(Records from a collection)
⁂
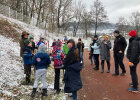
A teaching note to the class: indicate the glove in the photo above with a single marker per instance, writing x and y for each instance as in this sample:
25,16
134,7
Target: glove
131,64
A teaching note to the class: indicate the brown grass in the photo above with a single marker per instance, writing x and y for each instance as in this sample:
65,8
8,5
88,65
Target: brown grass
7,30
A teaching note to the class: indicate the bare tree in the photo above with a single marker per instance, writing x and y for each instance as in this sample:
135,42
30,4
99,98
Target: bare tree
135,21
98,13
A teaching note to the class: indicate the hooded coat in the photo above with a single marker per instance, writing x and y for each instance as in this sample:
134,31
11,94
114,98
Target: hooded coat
105,50
58,57
41,60
72,76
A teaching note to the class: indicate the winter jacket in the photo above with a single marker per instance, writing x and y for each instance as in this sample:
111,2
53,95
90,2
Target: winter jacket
120,44
65,49
80,47
41,60
105,50
58,57
96,47
133,48
27,56
70,58
40,43
22,45
72,76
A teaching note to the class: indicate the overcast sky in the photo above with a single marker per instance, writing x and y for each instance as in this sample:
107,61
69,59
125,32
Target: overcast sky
117,8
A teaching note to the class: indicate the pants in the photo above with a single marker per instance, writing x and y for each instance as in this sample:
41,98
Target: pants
27,71
108,64
133,74
57,79
82,56
118,58
96,57
40,73
74,94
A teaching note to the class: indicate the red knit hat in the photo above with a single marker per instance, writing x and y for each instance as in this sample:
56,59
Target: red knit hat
133,33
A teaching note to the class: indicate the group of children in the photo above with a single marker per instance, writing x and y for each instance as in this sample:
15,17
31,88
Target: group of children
41,60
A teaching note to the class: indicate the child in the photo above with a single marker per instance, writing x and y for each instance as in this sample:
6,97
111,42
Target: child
58,57
27,57
41,61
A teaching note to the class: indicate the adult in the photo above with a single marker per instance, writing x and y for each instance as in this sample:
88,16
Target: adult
65,47
24,36
96,51
41,41
80,46
133,56
72,65
58,57
105,53
33,44
119,49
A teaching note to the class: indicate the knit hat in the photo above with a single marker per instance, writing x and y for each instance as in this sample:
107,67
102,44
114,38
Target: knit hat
116,31
133,33
95,36
79,39
106,36
26,42
30,37
42,48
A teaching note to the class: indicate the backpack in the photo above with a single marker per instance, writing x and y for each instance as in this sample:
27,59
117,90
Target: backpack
59,54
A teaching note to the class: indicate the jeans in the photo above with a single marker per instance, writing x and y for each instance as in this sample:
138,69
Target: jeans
74,94
40,73
82,56
133,74
96,56
57,79
118,58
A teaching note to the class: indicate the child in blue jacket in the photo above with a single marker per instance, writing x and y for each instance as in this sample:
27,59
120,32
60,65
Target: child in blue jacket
27,58
41,61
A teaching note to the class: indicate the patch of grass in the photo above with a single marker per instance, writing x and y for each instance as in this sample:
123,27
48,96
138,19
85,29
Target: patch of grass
7,30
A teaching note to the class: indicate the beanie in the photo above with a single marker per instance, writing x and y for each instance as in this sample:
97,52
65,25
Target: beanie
116,31
42,48
133,33
26,42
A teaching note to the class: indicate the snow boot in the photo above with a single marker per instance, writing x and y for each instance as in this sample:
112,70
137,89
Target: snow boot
33,93
44,93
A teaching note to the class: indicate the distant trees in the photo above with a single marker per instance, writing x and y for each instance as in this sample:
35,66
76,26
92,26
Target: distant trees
57,15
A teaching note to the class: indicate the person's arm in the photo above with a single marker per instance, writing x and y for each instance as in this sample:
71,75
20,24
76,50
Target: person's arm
124,44
109,45
134,51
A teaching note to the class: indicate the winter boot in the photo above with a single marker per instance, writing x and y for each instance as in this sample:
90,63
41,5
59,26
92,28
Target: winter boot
102,70
44,93
33,93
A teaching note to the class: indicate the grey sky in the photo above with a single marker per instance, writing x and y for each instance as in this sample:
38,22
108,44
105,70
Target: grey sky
117,8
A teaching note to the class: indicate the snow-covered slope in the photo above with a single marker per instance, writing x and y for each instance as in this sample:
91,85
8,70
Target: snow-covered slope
10,65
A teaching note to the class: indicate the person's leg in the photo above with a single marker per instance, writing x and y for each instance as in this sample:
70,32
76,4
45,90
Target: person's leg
134,77
74,94
82,57
44,72
116,64
96,56
108,66
121,57
37,77
102,64
44,93
57,78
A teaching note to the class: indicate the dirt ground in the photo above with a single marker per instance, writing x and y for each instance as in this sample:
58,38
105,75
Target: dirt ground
98,86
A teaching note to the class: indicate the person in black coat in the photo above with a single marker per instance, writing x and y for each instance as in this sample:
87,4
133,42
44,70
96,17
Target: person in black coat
119,49
133,56
72,67
80,46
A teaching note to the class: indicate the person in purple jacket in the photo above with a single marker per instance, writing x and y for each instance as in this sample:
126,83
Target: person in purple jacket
41,61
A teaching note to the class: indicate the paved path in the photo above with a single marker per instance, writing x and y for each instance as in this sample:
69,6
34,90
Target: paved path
98,86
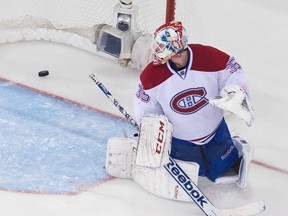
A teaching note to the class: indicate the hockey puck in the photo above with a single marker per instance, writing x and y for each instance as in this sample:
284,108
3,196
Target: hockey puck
43,73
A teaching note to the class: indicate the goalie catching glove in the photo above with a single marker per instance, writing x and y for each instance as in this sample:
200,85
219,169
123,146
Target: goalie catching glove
233,98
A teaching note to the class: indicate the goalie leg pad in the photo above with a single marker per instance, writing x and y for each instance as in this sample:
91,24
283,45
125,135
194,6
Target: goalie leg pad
239,176
119,157
120,162
154,144
159,182
247,153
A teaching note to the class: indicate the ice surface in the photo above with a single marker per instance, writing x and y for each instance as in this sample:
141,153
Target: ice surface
255,32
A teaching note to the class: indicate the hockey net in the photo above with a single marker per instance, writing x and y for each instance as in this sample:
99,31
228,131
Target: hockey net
78,23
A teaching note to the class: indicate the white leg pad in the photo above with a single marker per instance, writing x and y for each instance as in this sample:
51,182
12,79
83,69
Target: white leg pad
120,162
241,178
159,182
119,157
247,152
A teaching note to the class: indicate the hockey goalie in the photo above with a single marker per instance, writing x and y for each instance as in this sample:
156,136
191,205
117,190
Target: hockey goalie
179,104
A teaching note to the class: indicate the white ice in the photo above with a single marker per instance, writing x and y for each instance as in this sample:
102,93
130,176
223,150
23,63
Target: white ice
255,32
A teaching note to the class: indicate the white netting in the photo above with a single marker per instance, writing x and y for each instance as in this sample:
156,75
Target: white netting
66,21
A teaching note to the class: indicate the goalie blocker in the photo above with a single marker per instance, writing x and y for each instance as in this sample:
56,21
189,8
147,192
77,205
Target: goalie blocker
143,160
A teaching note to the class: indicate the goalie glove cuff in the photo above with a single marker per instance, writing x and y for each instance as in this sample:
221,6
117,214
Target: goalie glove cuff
234,99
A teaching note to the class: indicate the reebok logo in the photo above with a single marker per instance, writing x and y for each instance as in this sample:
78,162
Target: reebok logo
160,138
186,183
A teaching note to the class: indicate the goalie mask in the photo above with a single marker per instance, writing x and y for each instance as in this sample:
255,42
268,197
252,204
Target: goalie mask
169,40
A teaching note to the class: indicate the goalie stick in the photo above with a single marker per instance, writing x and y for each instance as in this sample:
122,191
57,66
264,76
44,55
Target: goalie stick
183,180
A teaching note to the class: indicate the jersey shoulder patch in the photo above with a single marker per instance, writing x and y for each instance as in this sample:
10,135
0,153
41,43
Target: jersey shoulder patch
207,58
154,75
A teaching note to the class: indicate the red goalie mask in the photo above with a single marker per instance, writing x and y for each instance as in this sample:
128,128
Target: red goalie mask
169,40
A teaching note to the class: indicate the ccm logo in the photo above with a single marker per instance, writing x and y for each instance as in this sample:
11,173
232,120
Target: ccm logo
160,137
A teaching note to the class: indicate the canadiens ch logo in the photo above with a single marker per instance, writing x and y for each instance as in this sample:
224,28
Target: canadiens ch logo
189,101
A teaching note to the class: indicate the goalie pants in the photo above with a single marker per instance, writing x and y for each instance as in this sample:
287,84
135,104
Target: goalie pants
214,158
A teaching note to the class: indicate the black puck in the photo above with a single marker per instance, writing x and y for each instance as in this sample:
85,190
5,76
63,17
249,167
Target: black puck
43,73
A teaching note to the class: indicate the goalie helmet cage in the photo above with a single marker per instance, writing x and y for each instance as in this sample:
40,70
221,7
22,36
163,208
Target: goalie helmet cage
75,22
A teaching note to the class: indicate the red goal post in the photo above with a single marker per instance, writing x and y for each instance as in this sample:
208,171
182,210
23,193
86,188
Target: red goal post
80,23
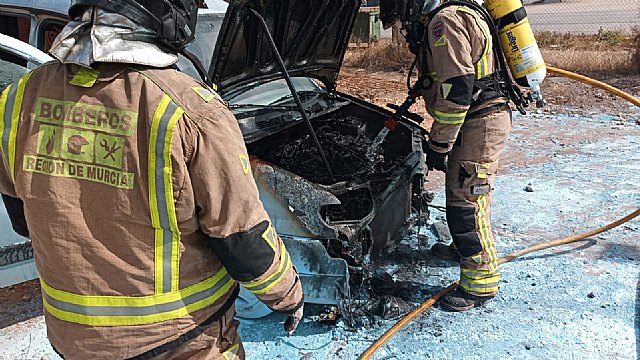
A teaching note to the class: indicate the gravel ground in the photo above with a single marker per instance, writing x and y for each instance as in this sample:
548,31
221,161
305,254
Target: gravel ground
578,301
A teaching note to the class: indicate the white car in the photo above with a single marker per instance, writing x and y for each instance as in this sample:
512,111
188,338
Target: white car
16,255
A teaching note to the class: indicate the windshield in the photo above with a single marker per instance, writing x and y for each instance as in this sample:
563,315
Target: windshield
271,93
207,29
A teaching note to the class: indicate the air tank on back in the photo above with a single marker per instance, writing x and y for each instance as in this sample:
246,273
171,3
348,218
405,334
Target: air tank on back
519,45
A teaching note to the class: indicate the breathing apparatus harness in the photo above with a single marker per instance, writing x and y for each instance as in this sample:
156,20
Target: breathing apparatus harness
496,85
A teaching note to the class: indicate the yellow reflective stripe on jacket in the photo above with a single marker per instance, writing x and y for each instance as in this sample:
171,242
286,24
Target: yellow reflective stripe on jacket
163,214
86,77
262,286
128,310
483,64
448,118
479,274
10,107
231,353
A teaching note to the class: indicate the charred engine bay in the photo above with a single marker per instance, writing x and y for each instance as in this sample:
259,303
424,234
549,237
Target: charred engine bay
345,143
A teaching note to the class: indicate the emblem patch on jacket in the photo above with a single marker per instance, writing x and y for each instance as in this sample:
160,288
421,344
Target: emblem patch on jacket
82,141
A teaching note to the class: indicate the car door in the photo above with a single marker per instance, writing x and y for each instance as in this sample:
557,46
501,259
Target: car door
16,255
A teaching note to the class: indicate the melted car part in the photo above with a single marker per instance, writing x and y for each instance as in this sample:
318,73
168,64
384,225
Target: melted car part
345,143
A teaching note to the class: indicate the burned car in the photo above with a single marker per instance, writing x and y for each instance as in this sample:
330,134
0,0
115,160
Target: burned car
338,197
338,193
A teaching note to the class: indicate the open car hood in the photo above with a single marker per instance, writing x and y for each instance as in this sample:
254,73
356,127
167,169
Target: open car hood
311,36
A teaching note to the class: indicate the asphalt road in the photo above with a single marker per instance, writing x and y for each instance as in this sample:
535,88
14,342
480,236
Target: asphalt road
581,16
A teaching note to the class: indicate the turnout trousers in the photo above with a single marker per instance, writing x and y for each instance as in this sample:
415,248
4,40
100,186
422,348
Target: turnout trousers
220,341
472,167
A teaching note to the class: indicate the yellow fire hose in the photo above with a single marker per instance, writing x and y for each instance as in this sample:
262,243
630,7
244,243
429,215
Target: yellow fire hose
431,301
632,99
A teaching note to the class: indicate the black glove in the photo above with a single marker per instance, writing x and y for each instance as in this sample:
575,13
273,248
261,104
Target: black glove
436,160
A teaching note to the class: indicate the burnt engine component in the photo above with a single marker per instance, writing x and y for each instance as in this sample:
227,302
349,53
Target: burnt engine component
345,144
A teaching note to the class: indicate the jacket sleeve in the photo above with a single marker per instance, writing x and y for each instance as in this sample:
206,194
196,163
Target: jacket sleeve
6,182
231,213
12,204
448,41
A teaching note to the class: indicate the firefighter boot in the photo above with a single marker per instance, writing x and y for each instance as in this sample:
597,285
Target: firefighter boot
445,252
460,300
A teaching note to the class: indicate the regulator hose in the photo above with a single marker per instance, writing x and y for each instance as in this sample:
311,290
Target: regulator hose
431,301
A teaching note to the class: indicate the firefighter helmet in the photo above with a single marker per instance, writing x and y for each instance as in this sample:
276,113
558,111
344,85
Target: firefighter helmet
174,21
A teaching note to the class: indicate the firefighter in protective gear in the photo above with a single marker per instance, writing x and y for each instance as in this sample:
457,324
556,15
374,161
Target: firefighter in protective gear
472,121
138,193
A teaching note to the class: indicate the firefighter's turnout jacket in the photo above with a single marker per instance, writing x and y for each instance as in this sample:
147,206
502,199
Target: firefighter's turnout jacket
141,207
472,121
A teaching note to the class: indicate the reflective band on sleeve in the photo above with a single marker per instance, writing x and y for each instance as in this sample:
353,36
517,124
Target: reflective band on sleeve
262,286
124,310
448,118
163,215
483,64
270,237
3,120
11,105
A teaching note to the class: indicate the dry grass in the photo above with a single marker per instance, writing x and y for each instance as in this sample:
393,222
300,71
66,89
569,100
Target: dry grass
605,54
381,56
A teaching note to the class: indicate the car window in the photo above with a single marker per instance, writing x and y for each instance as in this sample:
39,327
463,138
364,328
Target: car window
16,26
9,70
270,93
50,30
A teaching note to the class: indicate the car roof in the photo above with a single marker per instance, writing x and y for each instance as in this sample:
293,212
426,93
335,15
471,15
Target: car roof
23,50
58,7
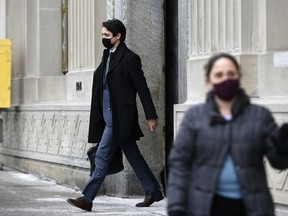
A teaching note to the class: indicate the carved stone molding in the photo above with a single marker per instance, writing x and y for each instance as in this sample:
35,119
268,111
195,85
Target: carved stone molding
51,136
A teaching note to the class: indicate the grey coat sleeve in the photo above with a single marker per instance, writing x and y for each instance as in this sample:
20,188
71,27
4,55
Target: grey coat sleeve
180,160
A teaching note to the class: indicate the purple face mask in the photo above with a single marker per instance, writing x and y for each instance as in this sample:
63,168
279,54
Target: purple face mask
227,89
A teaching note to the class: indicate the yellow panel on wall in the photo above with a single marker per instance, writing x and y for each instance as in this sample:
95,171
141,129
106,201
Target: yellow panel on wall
5,73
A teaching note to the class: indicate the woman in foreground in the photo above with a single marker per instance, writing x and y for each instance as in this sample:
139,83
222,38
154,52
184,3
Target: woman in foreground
216,163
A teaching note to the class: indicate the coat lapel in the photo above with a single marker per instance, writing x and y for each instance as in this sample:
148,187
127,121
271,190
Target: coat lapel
117,56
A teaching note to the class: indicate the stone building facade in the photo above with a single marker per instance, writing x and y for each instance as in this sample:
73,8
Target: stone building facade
56,46
55,53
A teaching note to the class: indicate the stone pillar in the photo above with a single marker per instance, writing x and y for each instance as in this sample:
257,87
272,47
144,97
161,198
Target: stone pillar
144,21
84,20
254,32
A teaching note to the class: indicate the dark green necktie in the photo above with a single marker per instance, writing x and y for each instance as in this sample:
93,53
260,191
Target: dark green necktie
106,68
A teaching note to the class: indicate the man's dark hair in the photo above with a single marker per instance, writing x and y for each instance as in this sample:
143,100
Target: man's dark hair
214,58
115,26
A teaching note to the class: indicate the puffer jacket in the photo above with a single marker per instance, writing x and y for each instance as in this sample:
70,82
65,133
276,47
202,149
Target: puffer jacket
201,145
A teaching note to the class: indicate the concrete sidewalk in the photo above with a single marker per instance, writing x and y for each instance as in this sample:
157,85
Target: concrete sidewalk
24,194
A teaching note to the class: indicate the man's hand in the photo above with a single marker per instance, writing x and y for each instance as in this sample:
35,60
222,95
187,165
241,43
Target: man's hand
152,123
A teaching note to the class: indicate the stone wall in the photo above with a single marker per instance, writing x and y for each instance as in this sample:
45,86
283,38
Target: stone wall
45,131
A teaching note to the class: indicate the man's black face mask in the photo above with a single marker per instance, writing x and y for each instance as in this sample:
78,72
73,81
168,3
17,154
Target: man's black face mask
107,43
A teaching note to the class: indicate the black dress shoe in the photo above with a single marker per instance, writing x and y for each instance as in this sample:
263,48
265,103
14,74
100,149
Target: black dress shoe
80,202
150,199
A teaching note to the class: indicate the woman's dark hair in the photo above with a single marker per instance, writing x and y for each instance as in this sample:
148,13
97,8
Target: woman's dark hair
216,57
115,26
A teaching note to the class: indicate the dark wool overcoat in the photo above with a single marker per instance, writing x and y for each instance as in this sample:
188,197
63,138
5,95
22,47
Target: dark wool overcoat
125,80
202,143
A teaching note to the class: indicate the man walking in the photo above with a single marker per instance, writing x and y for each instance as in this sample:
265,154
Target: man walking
114,115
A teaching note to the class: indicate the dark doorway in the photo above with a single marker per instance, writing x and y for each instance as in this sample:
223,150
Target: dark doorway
171,71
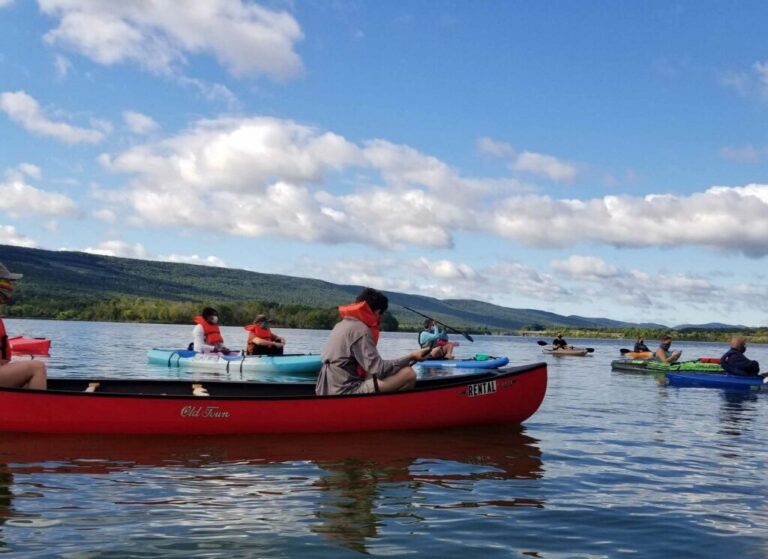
⁂
▸ **PROBLEM TO WORK ON**: Count the lines in the rows above that contain the word "blue". Give only the number.

▸ **FULL ANSWER**: 2